Nonetheless, the 2nd Circuit’s decision in Amidon did not find all referenda to be inappropriate. The Court specifically allowed for allocation systems to take into account the level of student participation in an organization and the use of referenda that ascertain how many students would be likely to participate in an activity or organization. 

“Our decision does not foreclose the use of advisory referenda that are reasonable in light of the forum’s purpose and viewpoint neutral. For example, we see no impediment to using an advisory referendum (or perhaps more aptly labeled, a survey) to ascertain how many students anticipate attending a specific event for which an RSO seeks funding as a means of assessing that RSO’s prospective costs.”

Though the constitutionality of using referenda in allocation decisions is not a settled question, there remains a strong argument that referenda and other tools to measure student involvement and interest can be useful in making allocation decisions provided they are used in the right way. A critical distinction exists between the use of referenda to determine a group's eligibility to receive funds and the use of referenda as a tool for gauging student interest in the group for use in determining the amount of funds allocated to a group that has already been deemed eligible.

When a referendum is used to inform the amount of an allocation for a group or activity, the referendum can serve as a useful measure of the amount of services provided by the group and future student interest/involvement. It is common sense that the amount of funds allocated should be, at least in part, a function of the number of students who benefit from the group's presence on campus. There is a strong argument that allocation decisions must be made, at least in part, by considering the level of student support in order to avoid running afoul of viewpoint neutrality principles.

Consider a concrete example. Suppose that Students for Choice had 5 active student members while Students for Life had 500.  The University would have a very difficult time justifying giving Students for Choice $2500 and Students for Life $1500 without appearing to favor the speech of Students for Choice. By not taking into account the level of student support, the University artificially amplifies the voice of the minority organization, Students for Choice, at the expense of the expressive rights of the larger number of students who support Students for Life.  On the other hand, if the fee allocation were $500 to Students for Choice and $5000 to Students for Life—because the University has a policy that student interest is a determining factor in allocation decisions—that allocation seems easy to defend on viewpoint neutrality grounds. If anything, the University has tipped the scale in favor of the minority organization to ensure it is heard in the forum, without unduly penalizing the interests of Students for Life.

• • •

> _SET PROBLEM_
Continue the passage on using student referenda in activity fee allocation from its final sentence. The entries below the text come from a separate source.

• • •

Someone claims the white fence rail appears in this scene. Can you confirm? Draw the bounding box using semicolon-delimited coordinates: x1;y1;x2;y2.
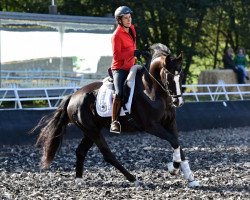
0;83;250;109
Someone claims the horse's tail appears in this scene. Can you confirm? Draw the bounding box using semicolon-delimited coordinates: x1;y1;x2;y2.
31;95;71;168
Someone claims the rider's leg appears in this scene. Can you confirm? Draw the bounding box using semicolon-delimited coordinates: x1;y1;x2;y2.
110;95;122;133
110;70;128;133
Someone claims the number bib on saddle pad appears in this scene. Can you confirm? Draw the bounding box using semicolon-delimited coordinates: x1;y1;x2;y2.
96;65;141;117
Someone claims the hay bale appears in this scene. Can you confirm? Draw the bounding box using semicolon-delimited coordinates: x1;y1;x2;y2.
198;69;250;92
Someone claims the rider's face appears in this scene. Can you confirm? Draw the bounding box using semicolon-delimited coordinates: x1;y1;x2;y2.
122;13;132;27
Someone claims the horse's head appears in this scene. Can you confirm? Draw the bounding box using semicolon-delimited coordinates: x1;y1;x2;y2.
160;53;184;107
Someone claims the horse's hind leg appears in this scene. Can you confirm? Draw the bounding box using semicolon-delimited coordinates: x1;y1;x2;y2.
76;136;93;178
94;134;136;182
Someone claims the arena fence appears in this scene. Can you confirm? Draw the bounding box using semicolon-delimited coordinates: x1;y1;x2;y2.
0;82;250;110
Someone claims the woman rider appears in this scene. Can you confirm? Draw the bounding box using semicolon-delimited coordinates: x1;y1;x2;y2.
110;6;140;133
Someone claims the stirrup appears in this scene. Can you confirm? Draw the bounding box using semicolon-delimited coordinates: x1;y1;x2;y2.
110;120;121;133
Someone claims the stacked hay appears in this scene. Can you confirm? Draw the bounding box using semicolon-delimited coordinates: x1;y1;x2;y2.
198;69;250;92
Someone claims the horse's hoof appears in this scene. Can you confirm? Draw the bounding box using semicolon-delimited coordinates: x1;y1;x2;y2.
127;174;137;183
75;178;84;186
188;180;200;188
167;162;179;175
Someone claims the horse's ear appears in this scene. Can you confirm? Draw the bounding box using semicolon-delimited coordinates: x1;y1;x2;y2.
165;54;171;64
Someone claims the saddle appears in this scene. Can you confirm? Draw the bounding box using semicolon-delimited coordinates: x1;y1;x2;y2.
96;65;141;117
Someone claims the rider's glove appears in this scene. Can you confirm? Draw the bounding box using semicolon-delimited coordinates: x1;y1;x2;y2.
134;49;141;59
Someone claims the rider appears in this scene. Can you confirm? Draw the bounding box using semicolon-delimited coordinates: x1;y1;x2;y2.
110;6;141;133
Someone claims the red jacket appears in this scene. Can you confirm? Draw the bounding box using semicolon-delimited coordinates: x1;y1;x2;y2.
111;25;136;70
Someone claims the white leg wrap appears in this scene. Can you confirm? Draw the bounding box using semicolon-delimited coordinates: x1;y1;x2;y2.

• • •

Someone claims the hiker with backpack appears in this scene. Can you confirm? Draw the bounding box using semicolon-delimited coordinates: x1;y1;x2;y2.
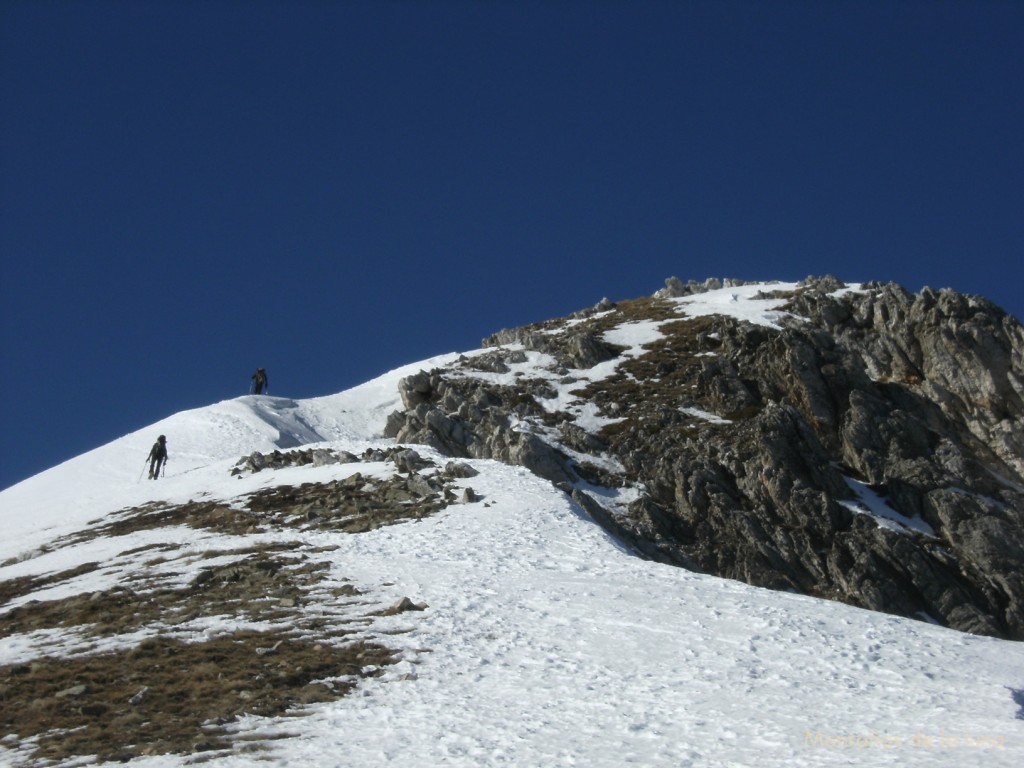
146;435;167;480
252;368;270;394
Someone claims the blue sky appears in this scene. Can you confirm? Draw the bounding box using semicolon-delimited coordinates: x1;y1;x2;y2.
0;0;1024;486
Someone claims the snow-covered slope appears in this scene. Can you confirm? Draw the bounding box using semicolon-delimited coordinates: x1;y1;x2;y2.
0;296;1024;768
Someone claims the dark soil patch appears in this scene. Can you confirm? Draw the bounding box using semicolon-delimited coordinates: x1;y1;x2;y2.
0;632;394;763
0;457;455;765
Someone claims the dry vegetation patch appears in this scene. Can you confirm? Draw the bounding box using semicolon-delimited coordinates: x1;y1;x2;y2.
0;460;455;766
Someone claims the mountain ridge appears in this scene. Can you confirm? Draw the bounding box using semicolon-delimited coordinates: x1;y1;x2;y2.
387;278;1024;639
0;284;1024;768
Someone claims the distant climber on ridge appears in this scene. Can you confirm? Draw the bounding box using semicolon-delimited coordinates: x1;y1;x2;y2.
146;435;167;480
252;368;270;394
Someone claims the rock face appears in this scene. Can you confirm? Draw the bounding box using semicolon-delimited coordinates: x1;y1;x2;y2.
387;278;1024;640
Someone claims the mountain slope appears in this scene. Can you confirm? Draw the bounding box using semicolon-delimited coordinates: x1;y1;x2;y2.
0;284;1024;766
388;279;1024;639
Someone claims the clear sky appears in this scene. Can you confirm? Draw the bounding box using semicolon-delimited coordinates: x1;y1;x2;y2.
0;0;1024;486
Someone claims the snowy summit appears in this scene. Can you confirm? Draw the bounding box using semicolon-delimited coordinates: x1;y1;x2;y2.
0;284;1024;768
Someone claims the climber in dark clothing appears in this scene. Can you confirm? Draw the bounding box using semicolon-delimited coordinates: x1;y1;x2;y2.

• • •

> _WRITTEN ANSWER_
Using referenda is simply one method of considering student interest in allocation decisions. Provided that referenda are employed as one of the criteria considered in setting allocation levels and do not harm an organization’s access to the forum in the first place, a measure of student interest and likely involvement can be useful.

Misconception 2:

Viewpoint neutrality means that all groups must be allocated the same amount of funding.

A related misconception is that the only way to allocate fees in a viewpoint neutral manner is to give every group the exact same amount of funding—again, arguing that the outcome of allocation decisions must be neutral rather than focusing on the process by which funds are allocated.  There are three problems with this misconception. First, different types of groups have very different resource needs. A chess club requires different resources than a student legal services program. Second, groups with different levels of student involvement on campus would also need different levels of resources. If a campus group has a large number of participants, they will use more resources to meet that demand than one that has a small number of participants. Third, there is a serious viewpoint neutrality problem in treating dissimilar groups alike. To build on the prior illustration, there is a strong argument that giving equal funding for Students for Choice and Students for Life both unfairly amplifies the voice of the smaller group and unfairly suppresses the voice of the larger group. While strict proportionality is not required, a strict equality rule is unlikely to survive First Amendment attack.

Misconception 3:

Viewpoint neutrality means that a group cannot be funded unless a group that advocates the “opposite” view also receives funding.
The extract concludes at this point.